TASK LIST:
- A) Summarize the article on Bogdan Bogdanović in two sentences.
- B) According to the article on Bogdan Bogdanović, what led him to go into self-imposed exile in 1993? Answer in one or two sentences.

- Born: 20 August 1922 Belgrade, Kingdom of Serbs, Croats and Slovenes
- Died: 18 June 2010 (aged 87) Vienna, Austria
- Education: University of Belgrade
- Occupation: Architect
- Awards: Herder Prize (1997)
- Buildings: Jasenovac monument; Partisan cemetery in Mostar;

= Bogdan Bogdanović (architect) =

Serbian architect, urbanist and essayist (1922–2010)

Bogdan Bogdanović (Богдан Богдановић; 20 August 1922 – 18 June 2010) was a Serbian and Yugoslav architect, urbanist and essayist. Bogdanović fought in World War II as a partisan, and embarked on an academic architectural career at the University of Belgrade's Faculty of Architecture after the end of the war. He became renowned from the 1950s onward for designing a number of monuments and memorials commemorating victims and resistance fighters of World War II in Yugoslavia; his concrete sculpture titled Stone Flower near the site of Jasenovac concentration camp attracted particular attention.

Bogdanović was also known for his essays on urbanism and architecture, and was active in Yugoslav Communist Party politics, serving as Mayor of Belgrade from 1982 to 1986. He was dismayed by the rise of nationalism in Yugoslavia, and went into self-imposed exile in 1993, dying in Vienna in 2010.

== Life ==
Bogdanović was born into a family of leftist intellectuals. His father Milan Bogdanović was a literary critic, long-time president of the Association of Writers and director of the National Theatre.

Beginning in 1940, Bogdan studied architecture at the University of Belgrade. He participated in World War II ("a bit" in his words) as a partisan, becoming a member of the Communist Party, and was seriously wounded in eastern Bosnia. Despite his injuries, he continued his academic career after the war, graduating in 1950, becoming a teaching assistant at the department for urbanism (from 1953), then a docent in 1960, extraordinary professor and president of the Yugoslav Union of Architects in 1964, dean of the Faculty of Architecture and a corresponding member of the Serbian Academy of Sciences and Arts (SANU) in 1970, and full professor in 1973. In 1981 he resigned from SANU, and he was conferred emeritus status in 1987.

SUPPLIED DATA:
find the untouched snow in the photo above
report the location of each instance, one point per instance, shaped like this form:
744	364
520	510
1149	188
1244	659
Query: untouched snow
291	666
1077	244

RESULTS FOR EACH TASK:
- A) Bogdan Bogdanović (1922–2010) was a Serbian and Yugoslav architect, urbanist and essayist who fought as a partisan in World War II and then built an academic career at the University of Belgrade's Faculty of Architecture. He became renowned for monuments and memorials to World War II victims and resistance fighters, notably the Stone Flower near Jasenovac; he also served as Mayor of Belgrade from 1982 to 1986, and he went into self-imposed exile in 1993 and died in Vienna.

- B) He was dismayed by the rise of nationalism in Yugoslavia. He went into self-imposed exile in 1993 and died in Vienna in 2010.